Point-per-instance localization data:
★ ★ ★ ★ ★ ★ ★

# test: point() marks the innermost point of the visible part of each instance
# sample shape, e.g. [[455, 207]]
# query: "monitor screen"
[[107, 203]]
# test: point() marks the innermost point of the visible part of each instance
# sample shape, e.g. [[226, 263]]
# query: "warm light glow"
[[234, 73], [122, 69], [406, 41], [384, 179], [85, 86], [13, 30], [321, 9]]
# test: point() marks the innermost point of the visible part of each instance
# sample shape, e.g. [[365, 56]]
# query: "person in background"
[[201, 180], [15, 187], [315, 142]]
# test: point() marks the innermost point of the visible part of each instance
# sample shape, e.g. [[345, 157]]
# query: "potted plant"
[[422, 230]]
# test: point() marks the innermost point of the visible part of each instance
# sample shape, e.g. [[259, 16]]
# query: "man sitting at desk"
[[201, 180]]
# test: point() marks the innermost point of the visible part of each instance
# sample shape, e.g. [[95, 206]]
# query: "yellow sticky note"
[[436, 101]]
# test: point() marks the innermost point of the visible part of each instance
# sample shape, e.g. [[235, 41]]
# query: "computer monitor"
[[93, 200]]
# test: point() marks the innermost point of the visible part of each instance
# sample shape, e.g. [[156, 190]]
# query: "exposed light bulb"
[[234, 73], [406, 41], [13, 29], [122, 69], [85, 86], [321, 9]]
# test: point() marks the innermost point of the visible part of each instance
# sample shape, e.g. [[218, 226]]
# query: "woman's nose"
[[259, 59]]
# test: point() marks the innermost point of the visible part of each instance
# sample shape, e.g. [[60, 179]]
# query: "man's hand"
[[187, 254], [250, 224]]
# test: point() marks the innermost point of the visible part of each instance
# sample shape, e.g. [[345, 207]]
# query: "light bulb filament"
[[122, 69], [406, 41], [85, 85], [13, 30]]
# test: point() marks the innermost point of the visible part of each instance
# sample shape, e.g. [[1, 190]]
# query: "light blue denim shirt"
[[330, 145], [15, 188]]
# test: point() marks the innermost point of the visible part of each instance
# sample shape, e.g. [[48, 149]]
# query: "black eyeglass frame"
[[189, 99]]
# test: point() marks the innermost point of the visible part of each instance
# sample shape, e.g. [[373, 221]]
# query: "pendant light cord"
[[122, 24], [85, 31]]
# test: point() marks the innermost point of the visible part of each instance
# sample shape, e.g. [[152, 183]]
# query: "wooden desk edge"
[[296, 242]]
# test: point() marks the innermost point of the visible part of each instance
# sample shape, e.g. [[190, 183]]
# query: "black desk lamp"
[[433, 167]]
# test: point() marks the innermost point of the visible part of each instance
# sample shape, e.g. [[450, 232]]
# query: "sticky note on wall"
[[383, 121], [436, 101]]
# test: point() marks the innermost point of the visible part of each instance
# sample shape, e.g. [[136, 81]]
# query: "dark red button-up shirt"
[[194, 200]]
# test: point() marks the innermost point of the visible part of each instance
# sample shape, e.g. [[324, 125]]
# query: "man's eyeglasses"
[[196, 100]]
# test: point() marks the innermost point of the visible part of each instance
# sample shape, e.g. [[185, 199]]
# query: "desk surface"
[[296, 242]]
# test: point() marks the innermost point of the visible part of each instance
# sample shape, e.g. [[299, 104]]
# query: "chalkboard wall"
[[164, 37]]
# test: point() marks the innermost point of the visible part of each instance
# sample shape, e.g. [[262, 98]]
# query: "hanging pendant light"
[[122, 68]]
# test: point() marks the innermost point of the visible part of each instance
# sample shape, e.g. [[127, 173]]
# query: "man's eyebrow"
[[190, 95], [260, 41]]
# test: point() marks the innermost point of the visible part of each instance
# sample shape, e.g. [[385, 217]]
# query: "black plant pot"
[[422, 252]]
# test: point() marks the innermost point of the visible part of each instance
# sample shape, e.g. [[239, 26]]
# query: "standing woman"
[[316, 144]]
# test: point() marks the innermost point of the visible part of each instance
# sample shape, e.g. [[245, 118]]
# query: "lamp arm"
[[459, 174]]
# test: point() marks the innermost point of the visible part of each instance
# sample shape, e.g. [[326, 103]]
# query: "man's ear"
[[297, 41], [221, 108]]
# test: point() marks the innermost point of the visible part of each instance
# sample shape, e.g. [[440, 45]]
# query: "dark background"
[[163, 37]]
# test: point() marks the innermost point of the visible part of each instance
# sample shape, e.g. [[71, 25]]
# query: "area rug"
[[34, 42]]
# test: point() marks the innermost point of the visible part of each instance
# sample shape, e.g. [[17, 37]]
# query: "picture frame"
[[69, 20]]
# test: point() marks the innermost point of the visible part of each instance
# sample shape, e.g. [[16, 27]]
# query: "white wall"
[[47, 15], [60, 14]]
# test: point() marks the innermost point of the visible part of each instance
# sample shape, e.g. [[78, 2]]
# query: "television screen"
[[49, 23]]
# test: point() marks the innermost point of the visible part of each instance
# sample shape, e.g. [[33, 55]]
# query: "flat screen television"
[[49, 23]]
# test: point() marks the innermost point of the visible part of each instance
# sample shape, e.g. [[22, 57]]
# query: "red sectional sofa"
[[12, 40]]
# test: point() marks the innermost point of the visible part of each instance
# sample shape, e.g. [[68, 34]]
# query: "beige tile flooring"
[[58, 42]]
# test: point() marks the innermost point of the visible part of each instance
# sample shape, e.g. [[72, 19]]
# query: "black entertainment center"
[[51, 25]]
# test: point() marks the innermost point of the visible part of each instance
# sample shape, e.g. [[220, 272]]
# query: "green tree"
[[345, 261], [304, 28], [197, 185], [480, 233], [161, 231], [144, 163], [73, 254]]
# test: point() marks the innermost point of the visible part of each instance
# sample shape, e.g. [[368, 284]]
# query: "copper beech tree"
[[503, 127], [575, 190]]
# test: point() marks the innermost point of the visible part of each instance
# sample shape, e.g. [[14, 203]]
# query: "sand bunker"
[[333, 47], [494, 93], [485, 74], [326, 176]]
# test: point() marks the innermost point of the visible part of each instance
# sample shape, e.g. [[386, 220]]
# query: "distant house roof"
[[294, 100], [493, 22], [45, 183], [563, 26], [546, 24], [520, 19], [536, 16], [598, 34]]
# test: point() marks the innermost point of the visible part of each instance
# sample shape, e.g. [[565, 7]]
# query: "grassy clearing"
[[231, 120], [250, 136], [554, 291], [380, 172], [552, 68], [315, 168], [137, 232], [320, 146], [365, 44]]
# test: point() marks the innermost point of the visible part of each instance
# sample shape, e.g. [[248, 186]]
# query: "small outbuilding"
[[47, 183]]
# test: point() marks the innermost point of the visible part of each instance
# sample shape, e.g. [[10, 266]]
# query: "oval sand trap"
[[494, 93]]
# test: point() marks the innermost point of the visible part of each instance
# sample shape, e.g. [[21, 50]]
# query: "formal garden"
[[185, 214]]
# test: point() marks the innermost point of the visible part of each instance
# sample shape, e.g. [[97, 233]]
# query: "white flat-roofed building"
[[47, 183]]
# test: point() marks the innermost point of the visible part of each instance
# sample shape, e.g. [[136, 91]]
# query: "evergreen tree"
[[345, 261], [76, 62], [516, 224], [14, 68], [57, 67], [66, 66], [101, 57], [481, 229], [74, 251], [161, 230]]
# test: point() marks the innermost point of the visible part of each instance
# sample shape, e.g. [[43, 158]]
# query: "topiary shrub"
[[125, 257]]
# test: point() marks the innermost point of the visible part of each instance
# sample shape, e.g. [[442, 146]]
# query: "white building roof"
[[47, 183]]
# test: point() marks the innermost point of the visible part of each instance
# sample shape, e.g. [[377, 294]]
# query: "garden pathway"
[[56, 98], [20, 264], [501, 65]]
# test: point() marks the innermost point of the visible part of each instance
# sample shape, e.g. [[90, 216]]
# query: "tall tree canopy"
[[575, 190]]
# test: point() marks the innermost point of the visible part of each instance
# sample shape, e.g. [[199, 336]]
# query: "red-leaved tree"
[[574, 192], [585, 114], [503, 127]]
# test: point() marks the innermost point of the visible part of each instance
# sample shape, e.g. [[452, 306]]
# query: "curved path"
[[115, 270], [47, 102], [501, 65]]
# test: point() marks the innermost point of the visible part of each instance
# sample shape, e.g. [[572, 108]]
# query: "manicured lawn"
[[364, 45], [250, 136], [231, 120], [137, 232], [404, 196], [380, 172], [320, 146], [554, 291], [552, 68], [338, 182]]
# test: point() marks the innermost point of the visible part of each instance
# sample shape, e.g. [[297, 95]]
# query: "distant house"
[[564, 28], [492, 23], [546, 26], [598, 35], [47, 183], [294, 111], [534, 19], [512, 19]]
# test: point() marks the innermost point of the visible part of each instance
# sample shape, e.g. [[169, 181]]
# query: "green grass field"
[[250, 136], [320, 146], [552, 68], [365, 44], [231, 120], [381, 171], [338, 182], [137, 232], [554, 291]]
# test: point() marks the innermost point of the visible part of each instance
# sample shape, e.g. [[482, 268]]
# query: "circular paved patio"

★ ★ ★ ★ ★ ★ ★

• THE PROBLEM: Please make an exact copy of the lines from the one holding "# sample shape, e.g. [[452, 306]]" through the final line of the records above, nothing more.

• FINAL ANSWER:
# sample shape, e.g. [[452, 306]]
# query: "curved path"
[[115, 270], [47, 102], [501, 65]]
# test: point() marks the innermost point of the visible part of each instance
# sample shape, e.g. [[572, 108]]
# query: "manicured lawn"
[[364, 45], [250, 136], [231, 120], [137, 232], [404, 196], [380, 172], [320, 146], [554, 291], [552, 68], [338, 182]]
# test: point() marks the innermost point of the visible part of each instance
# sample shape, e.g. [[297, 95]]
# query: "distant house"
[[564, 28], [492, 23], [546, 26], [598, 35], [47, 183], [294, 111], [534, 19], [512, 19]]
# test: point() marks the innermost point of the visible part of each instance
# sample shape, e.g. [[169, 181]]
# query: "green grass field"
[[250, 136], [320, 146], [552, 68], [365, 44], [231, 120], [381, 171], [338, 182], [137, 232], [554, 291]]
# test: point() marks the innermost point of the visible part of each instance
# sample shape, e.g. [[482, 268]]
# query: "circular paved patio"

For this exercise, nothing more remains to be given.